CHALLENGES —
#1 Print the passage of the sermon text from "At what point was" to "what God said?".
#2 According to the sermon text, why is a person made right with God at whatever moment that person's sins are washed away? Answer in one to three sentences.
#3 Translate the following sentence from the sermon text into Spanish: "Friend, we've already said you don't find that prayer in the Bible."

At what point was Saul saved? Well, let's let the Bible tell us. Notice
Acts 22, we now get the rest of the story. God sends one of His servants,
a man by the name of Ananias, to Saul of Tarsus, who's been there in that
house, waiting for God to come. Do you remember what God said?
"You go here and be told what you must do." Here is that 'must'.

Look in Acts 22:16. Ananias comes to Saul and says, "And now why
are you waiting? Arise and be baptized, and wash away your sins,
calling on the name the Lord."
Friend, listen very carefully, there's no doubtSaul believed in Jesus.
There's no doubt he prayed, and he realized he was a sinner. There's no
doubt that he was willing to change his life and repent.
But the question I would ask you is this: at what point, in the Bible,
does it say Saul had his sins forgiven? "Arise", listen carefully now, "and be
baptized, and wash away your sins, calling on the name of the Lord."
Friend, we want to say what the Bible says. We want to say it in
love and hope you listen real carefully. There are a lot of people who will
teach all you got to doto be saved is believe. A lot of people, who will say,
"Just say the sinners’ prayer and you can be saved." You'll not find the
sinners prayer in the Bible. Where is that at? But here's what we do know:
when Saul had his sins forgiven, it was at the very point of baptism.
Now listen carefully, if it's sin that separates me from God, and it's
sin thatseparates you from God - and it is- Isaiah 59:1-2 and if all have
sinned and fallen short of the glory of God, Romans 3:23, then friend,
whatever moment in time my sins are washed away, I'm made right with
God.

When is that? Listen again, "Arise and be baptized, and wash away
your sins, calling on the name of the Lord.”
Now, here's another question we want to let the Bible answer. Often
times I will hear people say and they'll quote passages like Acts 2:19-21
that will say, "Whoever calls on the name of the Lord, will be saved."
Friend, there's no denying that's in the Bible. That's true. We agree
with that 100% as the Scriptures teach that, but the question remains: What
does it mean to 'call on the name the Lord'? I hear people argue this, just
call on the name of the Lord and that by that they mean this if you will say
this prayer: "Dear Lord Jesus, we recognize you as Savior. We except you
into our heart. Come now and save us." That's what they mean by 'calling
on the name of the Lord'.
Is that what the Bible teaches?
Friend, we've already said you don't find that prayer in the Bible.
What does the Scripture mean when it says 'whoever calls on the name of
the Lord, will be saved'? Acts 22:16 is God's divine commentary. Listen to
it again, Ananias comes to Saul and he says, "Why are you waiting? Arise
be baptized, wash away your sins," don't miss this, "calling on the Lord's
name.”
How do you call on the name of the Lord? By getting up and doing
what God says to be saved. Does that include baptism? It absolutely does.
Do you find the sinners prayer in there? No, you don't find that anywhere in
the Bible. Friend, as we think about this principle, let's let the Bible be it's
on best commentary. When God says, "Call on the name of the Lord", I
want to know what the Bible means by that. Acts 22:16 tells us.
Now, another thing we want to mention: this is such an important
principle, as it relates to the need not to procrastinate. Saul was asked a
great question. Friend, we're asking that same question today. If one has
never obeyed the gospel, here's the question: Why are you waiting? Those
were Saul’s; those were Ananias' words to Saul, "Why are you waiting?"

DATASET RECORDS —
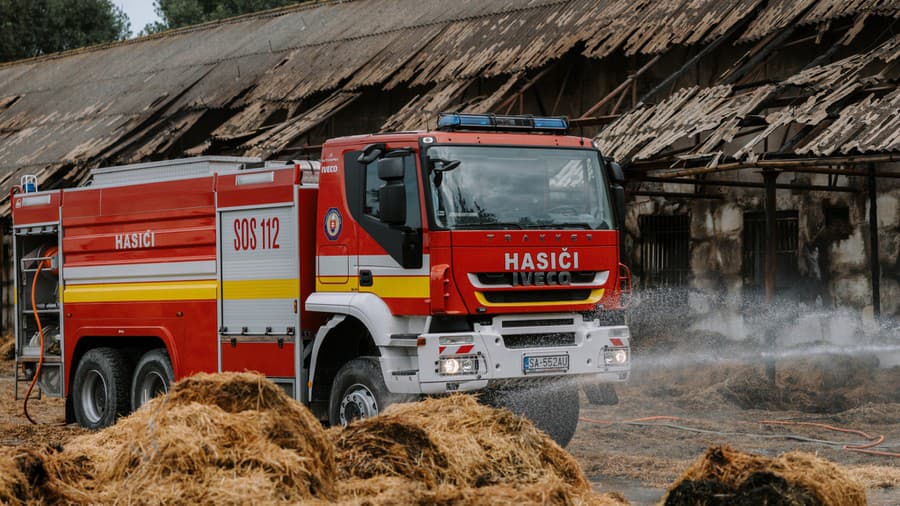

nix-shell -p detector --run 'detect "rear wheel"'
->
[483,381,581,448]
[328,357,415,425]
[72,348,131,429]
[131,348,175,410]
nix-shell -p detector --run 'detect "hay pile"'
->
[45,374,336,504]
[7,373,627,506]
[719,356,900,413]
[330,395,627,504]
[0,447,47,504]
[665,446,866,506]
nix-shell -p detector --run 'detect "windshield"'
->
[426,146,613,229]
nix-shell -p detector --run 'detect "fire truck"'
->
[10,113,630,444]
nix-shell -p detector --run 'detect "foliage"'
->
[0,0,131,61]
[141,0,298,34]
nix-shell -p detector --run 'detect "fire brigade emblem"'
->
[325,207,343,241]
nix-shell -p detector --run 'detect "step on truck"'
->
[10,114,630,445]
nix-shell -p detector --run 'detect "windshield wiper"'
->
[453,221,522,230]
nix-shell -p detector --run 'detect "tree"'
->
[141,0,298,34]
[0,0,131,62]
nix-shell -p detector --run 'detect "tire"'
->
[131,348,175,411]
[328,357,416,426]
[581,383,619,406]
[482,381,581,448]
[72,348,131,429]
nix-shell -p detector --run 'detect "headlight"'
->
[603,348,628,365]
[438,355,478,376]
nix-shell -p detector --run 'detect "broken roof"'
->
[0,0,900,211]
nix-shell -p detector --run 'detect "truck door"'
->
[218,170,301,398]
[344,152,429,300]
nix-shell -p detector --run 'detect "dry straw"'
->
[46,374,336,504]
[666,446,866,506]
[0,373,627,506]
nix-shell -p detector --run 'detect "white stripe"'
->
[317,255,431,276]
[63,260,216,285]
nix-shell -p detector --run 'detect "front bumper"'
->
[389,314,631,394]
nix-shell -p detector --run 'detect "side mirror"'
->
[378,181,406,225]
[377,156,404,181]
[606,158,625,183]
[428,158,462,172]
[356,142,386,165]
[610,184,625,230]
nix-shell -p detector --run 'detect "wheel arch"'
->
[309,315,381,408]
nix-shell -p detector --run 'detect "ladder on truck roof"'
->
[88,156,319,187]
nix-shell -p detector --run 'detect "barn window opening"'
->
[741,211,800,294]
[638,214,691,289]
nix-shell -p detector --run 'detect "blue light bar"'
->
[438,112,569,133]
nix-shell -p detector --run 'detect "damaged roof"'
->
[0,0,900,213]
[597,35,900,165]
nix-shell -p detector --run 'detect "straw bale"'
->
[47,373,335,504]
[338,477,629,506]
[335,395,590,491]
[0,447,47,504]
[666,446,866,506]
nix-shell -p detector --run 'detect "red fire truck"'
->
[11,114,630,444]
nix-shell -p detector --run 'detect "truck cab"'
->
[306,114,630,442]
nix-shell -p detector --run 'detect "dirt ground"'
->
[567,336,900,505]
[0,342,900,505]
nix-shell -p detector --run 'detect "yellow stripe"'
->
[475,288,604,307]
[222,279,300,300]
[63,279,217,304]
[316,276,431,299]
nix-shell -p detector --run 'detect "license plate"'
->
[522,355,569,374]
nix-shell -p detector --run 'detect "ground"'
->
[0,342,900,505]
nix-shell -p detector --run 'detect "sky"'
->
[113,0,159,37]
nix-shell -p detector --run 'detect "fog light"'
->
[603,348,628,365]
[440,355,478,376]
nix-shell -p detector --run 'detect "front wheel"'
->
[131,348,175,411]
[72,348,131,429]
[328,357,413,426]
[482,381,581,448]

OUTPUTS —
#1
At what point was Saul saved? Well, let's let the Bible tell us. Notice
Acts 22, we now get the rest of the story. God sends one of His servants,
a man by the name of Ananias, to Saul of Tarsus, who's been there in that
house, waiting for God to come. Do you remember what God said?

#2 The sermon states that sin is what separates a person from God, citing Isaiah 59:1-2. It also states that all have sinned and fallen short of the glory of God, citing Romans 3:23. The removal of sins therefore marks the moment a person is made right with God.

#3 Amigo, ya hemos dicho que esa oración no se encuentra en la Biblia.